AUFGABENSTELLUNG
Schreibe alle Einträge unten als CSV mit den zwei Spalten „eintrag“ und „antwort“ um, eine Zeile pro Eintrag. Text und Antwort stehen jeweils in einem Feld in Anführungszeichen, Zeilenumbrüche werden zu Leerzeichen, und die Bilder bleiben weg.

[Einträge der Sammlung]
************

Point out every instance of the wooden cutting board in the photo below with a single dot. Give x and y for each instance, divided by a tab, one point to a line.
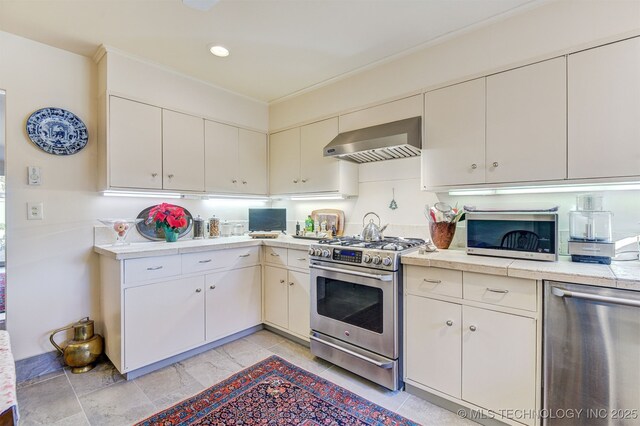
332	216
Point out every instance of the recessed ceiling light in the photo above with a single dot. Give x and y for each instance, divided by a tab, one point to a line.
219	51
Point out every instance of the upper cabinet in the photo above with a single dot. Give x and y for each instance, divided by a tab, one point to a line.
454	143
149	147
604	111
235	160
297	164
507	127
182	151
527	124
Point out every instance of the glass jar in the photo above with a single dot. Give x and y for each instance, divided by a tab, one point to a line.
214	227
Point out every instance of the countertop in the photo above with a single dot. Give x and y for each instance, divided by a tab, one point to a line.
619	274
161	248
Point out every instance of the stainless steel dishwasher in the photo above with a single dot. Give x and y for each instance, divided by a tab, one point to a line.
591	355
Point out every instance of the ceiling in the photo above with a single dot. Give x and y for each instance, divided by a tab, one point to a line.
278	47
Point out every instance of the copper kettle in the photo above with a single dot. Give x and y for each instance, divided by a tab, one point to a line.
81	352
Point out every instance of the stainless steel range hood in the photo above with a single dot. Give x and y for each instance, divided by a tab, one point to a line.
399	139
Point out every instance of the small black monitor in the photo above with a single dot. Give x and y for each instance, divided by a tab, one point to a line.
267	219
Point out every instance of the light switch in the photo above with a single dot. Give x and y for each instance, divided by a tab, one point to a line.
34	175
35	211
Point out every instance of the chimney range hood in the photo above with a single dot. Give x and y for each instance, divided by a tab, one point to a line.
399	139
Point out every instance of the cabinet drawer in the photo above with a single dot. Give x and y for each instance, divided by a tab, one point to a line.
150	268
298	259
275	255
518	293
424	281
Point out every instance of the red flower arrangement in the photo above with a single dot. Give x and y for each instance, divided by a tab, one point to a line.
168	217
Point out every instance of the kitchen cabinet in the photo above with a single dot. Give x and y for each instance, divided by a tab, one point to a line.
235	160
286	290
454	145
182	151
134	122
473	338
603	107
297	164
163	319
527	123
507	127
233	301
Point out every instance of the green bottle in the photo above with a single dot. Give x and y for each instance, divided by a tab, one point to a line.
308	224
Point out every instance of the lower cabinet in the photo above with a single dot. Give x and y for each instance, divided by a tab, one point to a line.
287	300
233	301
162	319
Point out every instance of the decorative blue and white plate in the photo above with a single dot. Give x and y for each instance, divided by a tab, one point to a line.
57	131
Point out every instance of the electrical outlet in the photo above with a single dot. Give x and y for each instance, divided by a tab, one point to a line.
34	175
35	211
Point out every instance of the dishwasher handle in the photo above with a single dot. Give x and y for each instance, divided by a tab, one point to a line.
594	297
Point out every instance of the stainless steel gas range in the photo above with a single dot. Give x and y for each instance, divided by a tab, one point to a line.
356	305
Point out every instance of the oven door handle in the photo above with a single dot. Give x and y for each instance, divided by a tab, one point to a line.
384	365
379	277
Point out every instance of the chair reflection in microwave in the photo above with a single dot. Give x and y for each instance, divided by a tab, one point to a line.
520	240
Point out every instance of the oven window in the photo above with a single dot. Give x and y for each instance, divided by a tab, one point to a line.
354	304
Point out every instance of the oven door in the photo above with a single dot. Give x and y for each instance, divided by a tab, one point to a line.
356	305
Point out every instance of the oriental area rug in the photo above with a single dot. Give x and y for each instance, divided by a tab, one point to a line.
275	392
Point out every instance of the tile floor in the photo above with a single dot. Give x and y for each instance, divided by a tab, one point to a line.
102	396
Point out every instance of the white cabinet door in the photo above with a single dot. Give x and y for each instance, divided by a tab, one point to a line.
234	300
135	144
454	144
527	123
318	173
252	162
182	151
299	303
434	344
499	360
284	162
221	157
276	296
162	319
604	111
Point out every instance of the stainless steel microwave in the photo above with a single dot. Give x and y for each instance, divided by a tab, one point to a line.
516	235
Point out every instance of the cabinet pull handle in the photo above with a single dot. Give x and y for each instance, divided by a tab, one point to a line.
497	290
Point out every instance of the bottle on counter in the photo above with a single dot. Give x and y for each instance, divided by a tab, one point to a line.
308	224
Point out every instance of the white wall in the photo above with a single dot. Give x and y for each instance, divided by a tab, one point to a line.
52	271
545	31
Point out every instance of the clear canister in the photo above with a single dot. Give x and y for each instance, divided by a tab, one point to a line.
214	227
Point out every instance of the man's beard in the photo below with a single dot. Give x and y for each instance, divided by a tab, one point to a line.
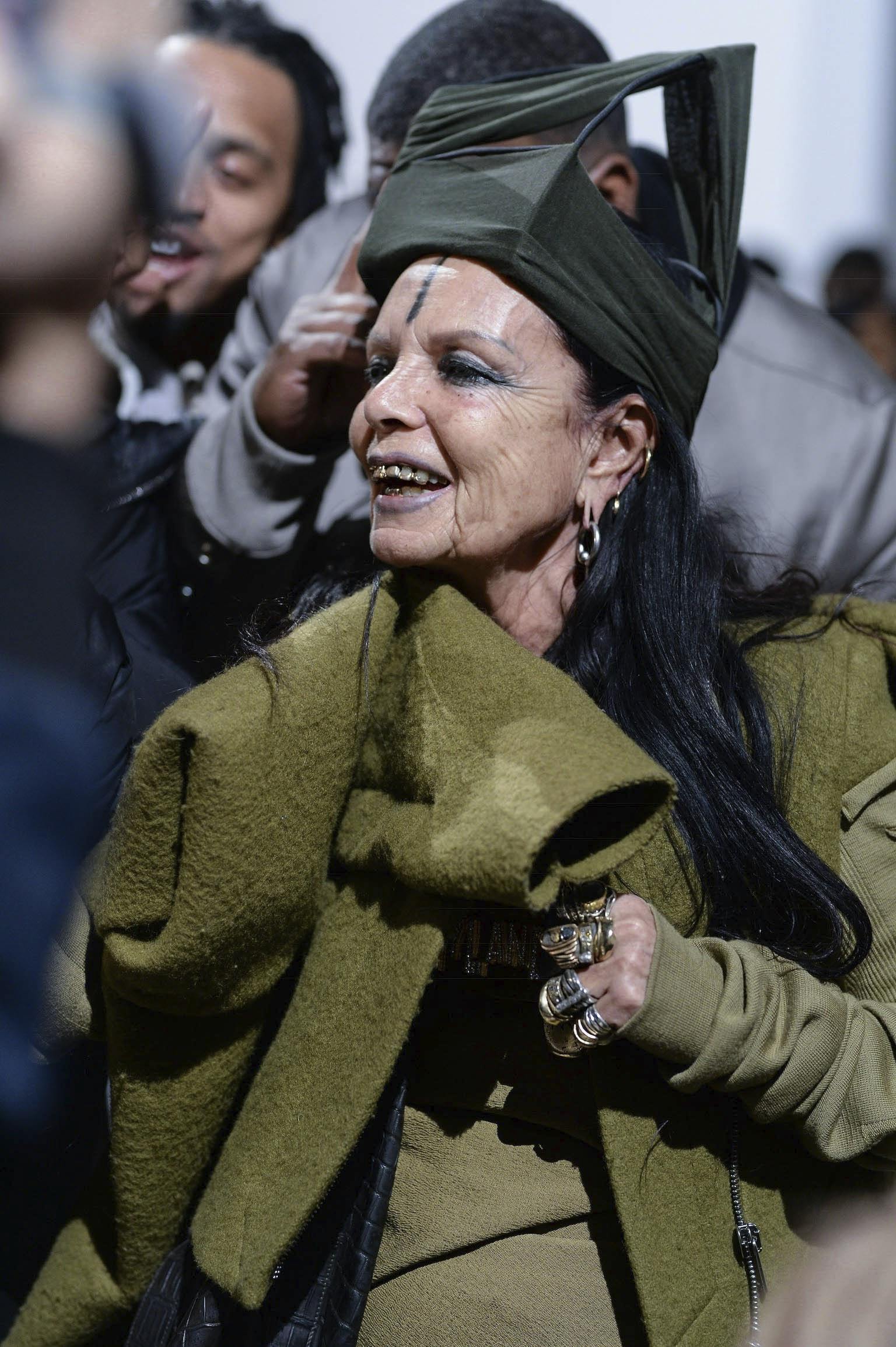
177	339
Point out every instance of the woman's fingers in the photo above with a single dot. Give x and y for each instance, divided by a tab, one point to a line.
620	982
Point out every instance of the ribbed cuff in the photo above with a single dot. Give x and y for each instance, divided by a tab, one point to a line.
684	994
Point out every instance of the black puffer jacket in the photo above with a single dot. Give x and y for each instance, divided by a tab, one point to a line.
132	465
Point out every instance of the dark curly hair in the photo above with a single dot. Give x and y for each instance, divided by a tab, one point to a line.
237	23
477	41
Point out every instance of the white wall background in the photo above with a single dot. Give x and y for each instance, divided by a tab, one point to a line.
822	159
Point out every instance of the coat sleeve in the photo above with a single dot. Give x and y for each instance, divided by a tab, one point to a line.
818	1056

************

LÖSUNG
eintrag,antwort
"Point out every instance of the wooden cutting board in the photo below with a single dot. Give x and y for each instance, divided by a tab, one point to a line.","332	216"
"Point out every instance of the recessed ceiling light in the photo above with a single dot. Give x and y for each instance, divided by a tab, one point to a line.","219	51"
"Point out every instance of the upper cabinet in the photo above with a single dot. Give x and y for each instance, divided by a tab, one point to a line.","454	143 149	147 604	111 235	160 297	164 507	127 182	151 527	124"
"Point out every instance of the glass jar in the photo above with a single dot. Give x and y for each instance, divided by a tab, one point to a line.","214	227"
"Point out every instance of the countertop in the photo above with a single dot. Give x and y for each instance, divided by a tab, one point to a line.","619	274 161	248"
"Point out every instance of the stainless steel dishwasher in the photo above with a single dot. Give x and y for each instance, divided by a tab, one point to a line.","591	355"
"Point out every instance of the ceiling in the photo above with a single dot. Give x and y for each instance, divided by a tab, one point to a line.","278	47"
"Point out every instance of the copper kettle in the photo above with a single dot. Give x and y for each instance, divided by a tab, one point to a line.","81	352"
"Point out every instance of the stainless steel range hood in the photo above with a single dot. Give x and y for each instance, divided by a tab, one point to a line.","399	139"
"Point out every instance of the small black monitor in the photo above with a single dot. Give x and y for each instance, divided by a tab, one point to a line.","267	219"
"Point out every instance of the light switch in the photo above with a single dot. Give x and y for each instance, divided by a tab, one point to a line.","34	175 35	211"
"Point out every instance of the chimney range hood in the photo above with a single dot. Give x and y for each instance, divided by a tab, one point to a line.","399	139"
"Point out every instance of the cabinet drawer in the photo above with a single dot. Give x and y for each instance, divided by a tab, one point to a line.","150	268 298	259 275	255 518	293 424	281"
"Point out every instance of the red flower arrangement in the photo above with a single dot. Give x and y for each instance, divided by a tab, one point to a line.","168	217"
"Point out every instance of the kitchen cabinet in the photo above with a single dot. Give x and y for each instance, divided by a tab, one point to a line.","235	160 286	290 454	145 182	151 134	122 473	338 603	107 297	164 163	319 527	123 507	127 233	301"
"Point out every instance of the green bottle in the photo above with a single dot. Give x and y for each instance, divided by a tab, one point to a line.","308	224"
"Point out every instance of the lower cabinet in the photo above with a single dot. Give x and y for each instance, divided by a tab, one point to a line.","287	300 233	301 162	319"
"Point out every instance of the decorative blue and white plate in the photo above with a single dot. Give x and y for each instance, divided by a tab, one point to a line.","57	131"
"Point out every instance of the electrical outlet in the photo above with a single dot. Give x and y for each instance, divided by a tab, one point to a line.","34	175 35	211"
"Point out every instance of the dishwasher handle in the photo above with a single dot. Give x and y for each instance, divided by a tab, one point to a line.","594	297"
"Point out every instance of the stainless steel gas range in the photo above with a single dot. Give x and y for each instance, divided by a tab, one point to a line.","356	305"
"Point out every instance of the oven door handle in the photo above with a single dot. Give x and y for each instance, divided by a tab, one point to a line.","384	365 379	277"
"Point out every instance of the chair reflection in microwave in the photo above with a single dot. Give x and y for each instance, divided by a tab, one point to a line.","520	240"
"Point out every instance of the oven window in the photo above with a single dot. Give x and y for each instance, divided by a tab, one point to a line.","354	304"
"Point out every instance of the oven door in the photo above with a single dot. Give x and y for each instance, divided by a tab, one point to a line.","356	305"
"Point out every instance of the oriental area rug in the photo above with a single dot. Give x and y for each instance, divided by a tab, one point to a line.","275	392"
"Point out every instance of the tile floor in the photo above with a single dot. Give x and y for each instance, divided by a tab, one point to a line.","102	396"
"Point out every instance of the white cabinet door in the photo above with a single dot. Give x and y for each instance, divided by a tab, one point to a line.","234	300 135	144 454	144 527	123 318	173 252	162 182	151 299	303 434	344 499	360 284	162 221	157 276	296 162	319 604	111"
"Point out every instance of the stainless steel microwave in the photo above with a single dot. Give x and y for each instance, divided by a tab, one point to a line.","516	235"
"Point out every instance of the cabinet pull handle in the photo above with a single dot. Give x and y for each instance, divided by a tab, one point to a line.","497	290"
"Point out every instance of the bottle on counter in the photo above with a single dot. Give x and y for each instance, divided by a tab, one point to a line.","308	224"
"Point out every instance of the white wall in the photo above with a single dot. Give x and y for each instance, divided by a tab, one point to a line.","52	271 545	31"
"Point out every instance of the clear canister in the photo above with a single dot. Give x and y for each instance, divided by a tab, one point to a line.","214	227"
"Point out every instance of the man's beard in the photo below with a single dot. Give x and y for each instance, divided by a tab, one point to a line.","177	339"
"Point out every instance of the woman's fingers in the photo above with a single dot. Give x and y for each instance, divided by a tab, one point to a line.","620	982"
"Point out every instance of the ribbed cuff in the photo above with a single dot. Give x and y for each instance, divided by a tab, one point to a line.","684	994"
"Point out every instance of the black puffer jacket in the photo above with a single dot. Give x and y for each instance, divided by a tab, one point to a line.","132	465"
"Point out every instance of the dark curly hair in the photo above with a single dot. Give x and y for each instance, divided by a tab, one point to a line.","237	23 477	41"
"Point out every instance of the white wall background in the photo above with a single dot. Give x and y for each instance, divided by a tab, one point to a line.","822	159"
"Point out every instance of the coat sleeve in the photo above with a single dot. Give x and y for each instance, divided by a tab, one point to a line.","818	1056"